(Entries pointing to named objects)
* Start *

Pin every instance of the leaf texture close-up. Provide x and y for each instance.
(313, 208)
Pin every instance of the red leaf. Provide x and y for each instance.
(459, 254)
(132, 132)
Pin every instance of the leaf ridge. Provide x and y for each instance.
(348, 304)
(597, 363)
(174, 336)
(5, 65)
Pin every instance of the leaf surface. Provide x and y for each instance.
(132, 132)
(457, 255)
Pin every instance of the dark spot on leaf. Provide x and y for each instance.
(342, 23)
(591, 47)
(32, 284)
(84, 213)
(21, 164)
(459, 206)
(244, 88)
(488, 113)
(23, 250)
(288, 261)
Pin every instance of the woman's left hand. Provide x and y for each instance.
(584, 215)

* End *
* Start *

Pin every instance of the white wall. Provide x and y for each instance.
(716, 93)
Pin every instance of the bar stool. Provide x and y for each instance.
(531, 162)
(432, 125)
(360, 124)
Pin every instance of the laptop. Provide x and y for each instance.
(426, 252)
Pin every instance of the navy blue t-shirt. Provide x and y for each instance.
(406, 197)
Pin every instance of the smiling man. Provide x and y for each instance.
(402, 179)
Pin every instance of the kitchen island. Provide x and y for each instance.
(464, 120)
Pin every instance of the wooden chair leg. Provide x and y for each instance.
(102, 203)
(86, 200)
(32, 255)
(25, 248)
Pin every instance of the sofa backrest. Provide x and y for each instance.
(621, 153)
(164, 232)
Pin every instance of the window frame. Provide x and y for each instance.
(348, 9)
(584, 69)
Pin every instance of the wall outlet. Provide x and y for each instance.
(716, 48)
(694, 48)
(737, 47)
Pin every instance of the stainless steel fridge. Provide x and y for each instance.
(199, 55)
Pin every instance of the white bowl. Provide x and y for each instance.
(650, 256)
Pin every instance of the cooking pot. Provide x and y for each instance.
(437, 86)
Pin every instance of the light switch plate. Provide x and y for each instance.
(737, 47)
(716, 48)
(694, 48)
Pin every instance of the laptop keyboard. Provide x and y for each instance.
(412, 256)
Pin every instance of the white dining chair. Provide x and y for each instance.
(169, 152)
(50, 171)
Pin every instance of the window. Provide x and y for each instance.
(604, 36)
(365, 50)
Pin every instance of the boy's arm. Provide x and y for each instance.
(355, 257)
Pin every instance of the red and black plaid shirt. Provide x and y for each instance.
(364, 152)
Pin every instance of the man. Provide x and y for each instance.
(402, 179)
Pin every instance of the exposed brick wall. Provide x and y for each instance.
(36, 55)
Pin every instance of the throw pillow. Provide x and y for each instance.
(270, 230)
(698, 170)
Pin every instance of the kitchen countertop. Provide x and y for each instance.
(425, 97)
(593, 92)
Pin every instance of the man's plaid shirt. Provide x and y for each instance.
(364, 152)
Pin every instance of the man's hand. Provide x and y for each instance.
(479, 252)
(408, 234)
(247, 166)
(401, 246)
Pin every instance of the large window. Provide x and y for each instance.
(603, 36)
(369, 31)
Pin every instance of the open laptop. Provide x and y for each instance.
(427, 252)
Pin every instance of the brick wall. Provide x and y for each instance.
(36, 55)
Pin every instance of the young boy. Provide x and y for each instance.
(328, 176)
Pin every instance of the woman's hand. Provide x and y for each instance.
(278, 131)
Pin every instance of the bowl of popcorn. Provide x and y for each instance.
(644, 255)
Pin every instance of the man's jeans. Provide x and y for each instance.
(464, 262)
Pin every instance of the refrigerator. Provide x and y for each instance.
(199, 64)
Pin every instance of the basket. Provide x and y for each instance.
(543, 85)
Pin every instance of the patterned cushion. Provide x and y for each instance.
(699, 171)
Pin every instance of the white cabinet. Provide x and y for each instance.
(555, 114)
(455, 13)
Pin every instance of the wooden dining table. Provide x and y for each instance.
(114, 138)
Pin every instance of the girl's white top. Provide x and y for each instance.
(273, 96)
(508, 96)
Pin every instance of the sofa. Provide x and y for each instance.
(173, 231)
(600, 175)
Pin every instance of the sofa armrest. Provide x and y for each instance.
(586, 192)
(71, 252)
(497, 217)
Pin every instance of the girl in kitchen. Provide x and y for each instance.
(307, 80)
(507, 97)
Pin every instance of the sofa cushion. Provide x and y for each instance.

* End *

* **Task to complete**: Reproduce verbatim the lines of the material between the line containing "Pin every instance of the girl's" and the line containing "Pin every instance of the sofa cushion.", inclusive.

* **Answer to the task**:
Pin every instance of the girl's white top. Provide x and y for each instance.
(273, 96)
(508, 96)
Pin every instance of the sofa. Provide x and y for each instance.
(173, 231)
(600, 175)
Pin every instance of the sofa armrest. Provide x and y for each instance.
(586, 192)
(71, 252)
(497, 217)
Pin every instance of the girl in kitchen. Provide x and y for each instance.
(307, 80)
(507, 97)
Pin every instance of the sofa cushion. Provide x and y for each instance.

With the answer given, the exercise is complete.